**EXCERPT TO READ:**

The general Hooke’s law for SMA materials can be expressed as

$$T-T_0=Y\left(\xi \right)\left(S-S_L\xi \right)-Y\left({\xi }_0\right)\left(S_0-S_L{\xi }_0\right),$$

(5)

where $T_0, S_0, {\xi }_0$ are the initial stress, strain, and martensitic fraction, respectively, and $S_L$ is the maximum recoverable strain.

Joule heating is described by the following differential equation:

$$\rho A{c}_p{\displaystyle \frac{d\theta \left(t\right)}{dt}}=i^{2}R-h_c{A}_c\left[\theta \left(t\right)-{\theta }_{\infty }\right],$$

(6)

where $\theta \left(t\right)$ is the temperature as a function of time t, $\rho$ is the material density [kg/m³], A is the SMA wire cross-sectional area, which is a function of the wire diameter D, $i$ is the electric current intensity [A], $c_p$ is the specific heat capacity at constant pressure [J/kg·°C], $h_c$ is the heat transfer coefficient [J/m²·°C·s], ${\theta }_{\infty }$ is the ambient temperature [°C], and R is the wire resistance per unit length.

**ITEMS:**
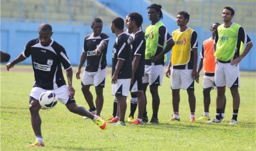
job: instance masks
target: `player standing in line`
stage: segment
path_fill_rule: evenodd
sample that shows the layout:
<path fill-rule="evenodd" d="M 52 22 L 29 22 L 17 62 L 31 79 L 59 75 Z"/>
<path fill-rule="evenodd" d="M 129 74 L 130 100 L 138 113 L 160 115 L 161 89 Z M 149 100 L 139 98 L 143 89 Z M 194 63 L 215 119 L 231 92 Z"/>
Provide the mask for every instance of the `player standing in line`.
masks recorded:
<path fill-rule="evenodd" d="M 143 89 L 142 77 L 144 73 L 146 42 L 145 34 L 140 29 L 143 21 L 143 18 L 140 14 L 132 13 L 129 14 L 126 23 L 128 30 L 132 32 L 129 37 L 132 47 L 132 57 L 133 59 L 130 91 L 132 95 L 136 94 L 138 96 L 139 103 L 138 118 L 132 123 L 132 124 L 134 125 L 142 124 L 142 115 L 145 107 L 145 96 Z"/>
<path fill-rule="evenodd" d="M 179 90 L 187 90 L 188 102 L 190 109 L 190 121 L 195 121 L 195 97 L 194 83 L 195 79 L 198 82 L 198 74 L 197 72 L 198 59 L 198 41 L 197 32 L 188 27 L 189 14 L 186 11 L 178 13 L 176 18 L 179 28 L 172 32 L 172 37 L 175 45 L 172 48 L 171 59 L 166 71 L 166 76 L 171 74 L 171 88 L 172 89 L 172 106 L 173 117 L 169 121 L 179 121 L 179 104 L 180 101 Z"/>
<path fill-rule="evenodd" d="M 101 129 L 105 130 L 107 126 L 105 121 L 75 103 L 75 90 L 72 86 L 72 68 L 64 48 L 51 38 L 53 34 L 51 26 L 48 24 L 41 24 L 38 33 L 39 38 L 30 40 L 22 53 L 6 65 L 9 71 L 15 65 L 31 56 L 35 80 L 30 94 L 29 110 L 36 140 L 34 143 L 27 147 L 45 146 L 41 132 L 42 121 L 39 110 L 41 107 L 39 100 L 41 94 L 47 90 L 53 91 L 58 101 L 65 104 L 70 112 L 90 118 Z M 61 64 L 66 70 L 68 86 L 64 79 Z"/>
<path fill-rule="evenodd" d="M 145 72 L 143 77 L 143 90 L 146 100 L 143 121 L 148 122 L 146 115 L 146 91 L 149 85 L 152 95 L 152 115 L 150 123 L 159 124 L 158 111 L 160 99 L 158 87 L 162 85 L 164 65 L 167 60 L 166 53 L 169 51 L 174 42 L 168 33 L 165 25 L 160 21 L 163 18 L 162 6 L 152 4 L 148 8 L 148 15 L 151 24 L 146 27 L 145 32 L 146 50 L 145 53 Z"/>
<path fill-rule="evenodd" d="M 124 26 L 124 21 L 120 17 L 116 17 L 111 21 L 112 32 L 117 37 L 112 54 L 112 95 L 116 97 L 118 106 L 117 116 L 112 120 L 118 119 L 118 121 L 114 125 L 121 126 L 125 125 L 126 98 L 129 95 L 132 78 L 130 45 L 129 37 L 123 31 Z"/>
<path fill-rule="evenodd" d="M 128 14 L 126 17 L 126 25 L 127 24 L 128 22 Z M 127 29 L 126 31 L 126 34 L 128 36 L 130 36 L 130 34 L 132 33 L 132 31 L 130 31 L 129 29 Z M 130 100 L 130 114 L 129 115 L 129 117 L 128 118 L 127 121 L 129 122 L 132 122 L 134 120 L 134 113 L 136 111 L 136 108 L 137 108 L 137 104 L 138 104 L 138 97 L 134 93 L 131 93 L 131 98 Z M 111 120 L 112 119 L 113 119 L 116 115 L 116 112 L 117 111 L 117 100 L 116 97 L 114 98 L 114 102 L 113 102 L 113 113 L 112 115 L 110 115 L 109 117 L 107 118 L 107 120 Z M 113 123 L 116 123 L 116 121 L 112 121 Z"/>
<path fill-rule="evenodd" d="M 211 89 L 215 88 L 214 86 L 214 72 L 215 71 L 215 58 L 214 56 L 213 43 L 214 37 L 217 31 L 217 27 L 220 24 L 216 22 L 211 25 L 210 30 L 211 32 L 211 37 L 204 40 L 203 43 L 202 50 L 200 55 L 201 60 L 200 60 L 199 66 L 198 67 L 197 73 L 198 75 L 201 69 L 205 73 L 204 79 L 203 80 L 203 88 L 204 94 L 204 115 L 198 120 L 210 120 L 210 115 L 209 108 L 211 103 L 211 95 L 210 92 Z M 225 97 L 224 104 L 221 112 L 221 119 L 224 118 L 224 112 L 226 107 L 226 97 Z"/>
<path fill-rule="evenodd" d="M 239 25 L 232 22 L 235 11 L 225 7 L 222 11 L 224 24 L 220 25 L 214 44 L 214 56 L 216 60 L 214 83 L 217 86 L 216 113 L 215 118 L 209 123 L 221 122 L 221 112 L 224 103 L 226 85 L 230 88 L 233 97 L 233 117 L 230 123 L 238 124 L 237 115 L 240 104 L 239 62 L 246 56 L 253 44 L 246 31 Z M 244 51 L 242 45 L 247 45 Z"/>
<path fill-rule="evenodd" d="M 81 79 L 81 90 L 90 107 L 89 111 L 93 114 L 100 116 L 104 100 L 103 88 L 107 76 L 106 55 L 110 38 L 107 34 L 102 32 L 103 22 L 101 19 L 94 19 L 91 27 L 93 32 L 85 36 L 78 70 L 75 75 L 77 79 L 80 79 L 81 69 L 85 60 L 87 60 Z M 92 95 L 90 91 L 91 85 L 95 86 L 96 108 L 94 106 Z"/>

**TASK OBJECTIVE:** Can you reproduce the excerpt on shape memory alloy wires word for word, everything from "where $\theta \left(t\right)$" down to "per unit length."?

**RESULT OF THE EXERCISE:**
where $\theta \left(t\right)$ is the temperature as a function of time t, $\rho$ is the material density [kg/m³], A is the SMA wire cross-sectional area, which is a function of the wire diameter D, $i$ is the electric current intensity [A], $c_p$ is the specific heat capacity at constant pressure [J/kg·°C], $h_c$ is the heat transfer coefficient [J/m²·°C·s], ${\theta }_{\infty }$ is the ambient temperature [°C], and R is the wire resistance per unit length.